Material supplied:

(begin)

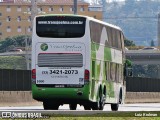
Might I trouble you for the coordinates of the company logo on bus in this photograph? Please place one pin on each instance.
(44, 46)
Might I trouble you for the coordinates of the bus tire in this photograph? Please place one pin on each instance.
(50, 106)
(73, 106)
(114, 107)
(87, 107)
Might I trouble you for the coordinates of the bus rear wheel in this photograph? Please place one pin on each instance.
(50, 106)
(73, 106)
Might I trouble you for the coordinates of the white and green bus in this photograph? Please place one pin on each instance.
(77, 60)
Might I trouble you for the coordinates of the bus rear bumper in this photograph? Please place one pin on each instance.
(60, 94)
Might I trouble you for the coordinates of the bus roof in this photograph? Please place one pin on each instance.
(89, 18)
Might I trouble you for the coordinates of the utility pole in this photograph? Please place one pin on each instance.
(104, 7)
(75, 7)
(34, 10)
(158, 27)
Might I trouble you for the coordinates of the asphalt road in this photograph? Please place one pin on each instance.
(123, 107)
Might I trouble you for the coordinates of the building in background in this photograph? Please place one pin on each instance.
(15, 15)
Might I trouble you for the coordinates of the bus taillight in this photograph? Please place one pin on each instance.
(33, 73)
(86, 75)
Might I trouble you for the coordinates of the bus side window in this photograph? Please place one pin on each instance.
(93, 69)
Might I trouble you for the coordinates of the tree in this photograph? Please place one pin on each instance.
(152, 43)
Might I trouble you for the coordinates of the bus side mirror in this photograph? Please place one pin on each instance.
(129, 72)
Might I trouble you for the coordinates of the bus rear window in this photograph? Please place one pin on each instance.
(60, 26)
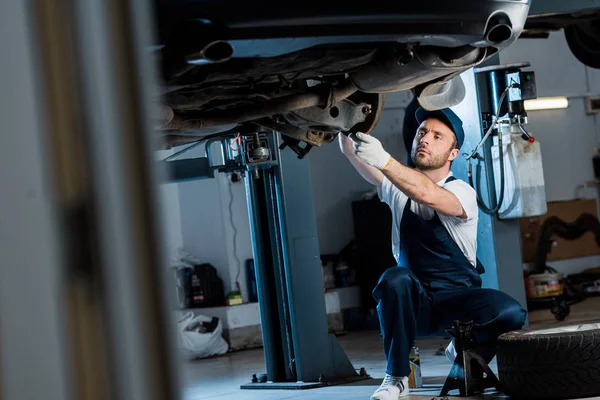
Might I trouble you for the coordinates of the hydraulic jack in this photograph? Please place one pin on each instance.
(470, 374)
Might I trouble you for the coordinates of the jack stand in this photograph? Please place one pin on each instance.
(470, 374)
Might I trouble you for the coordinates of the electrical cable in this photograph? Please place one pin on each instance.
(480, 203)
(492, 125)
(235, 232)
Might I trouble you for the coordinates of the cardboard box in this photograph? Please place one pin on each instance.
(562, 249)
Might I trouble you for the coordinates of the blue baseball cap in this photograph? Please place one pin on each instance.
(448, 117)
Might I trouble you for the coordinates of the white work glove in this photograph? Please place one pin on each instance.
(370, 150)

(end)

Reproduce word for word the lines running from the one containing "Might I trouble you for the coordinates of the asphalt" through the last line above, inclusive, and leave the pictures out.

Might I trouble you for the coordinates of the asphalt road in this photograph? Please place one pin on each instance.
(123, 107)
Might I trouble you for the coordinates of the building in background in this photograph? Please place one pin on each instance.
(15, 15)
Might I trouble you for the coordinates of the bus taillight in this photograph? Please place one pin on each instance.
(33, 73)
(86, 75)
Might I trouble you for the coordinates of the bus side window in this photograph? Please place one pin on each instance.
(93, 69)
Might I trouble you for the coordinates of the tree in this photograph? Please place one pin on each instance.
(152, 43)
Might I trouble you for the coordinates of the bus side mirror in this photograph? Please place one pin on each instance.
(129, 72)
Might I trouble you for the coordinates of the bus rear window in this photograph? Please place one pin on each instance.
(60, 26)
Might I trouble you for the coordinates of the hydraulic jack in this photograph? Please place one pin on each instance.
(470, 374)
Might I trouble you for the coordinates of the jack stand in this photograph? Please place one pin on each instance.
(470, 374)
Might I trouble you for the coordinates of the electrical cable in this photograph? Please place one pin on each instance.
(480, 203)
(492, 125)
(235, 232)
Might I trouble you for the coordinates of the cardboard box in this photograph? Please place one pin on each instance.
(562, 249)
Might I trouble you for the coordinates of the blue baseball cap in this photograph? Please place one pin on each instance.
(448, 117)
Might I trouble you for the coordinates of the white work glove in this photograph? Please place one pin on each instance.
(370, 150)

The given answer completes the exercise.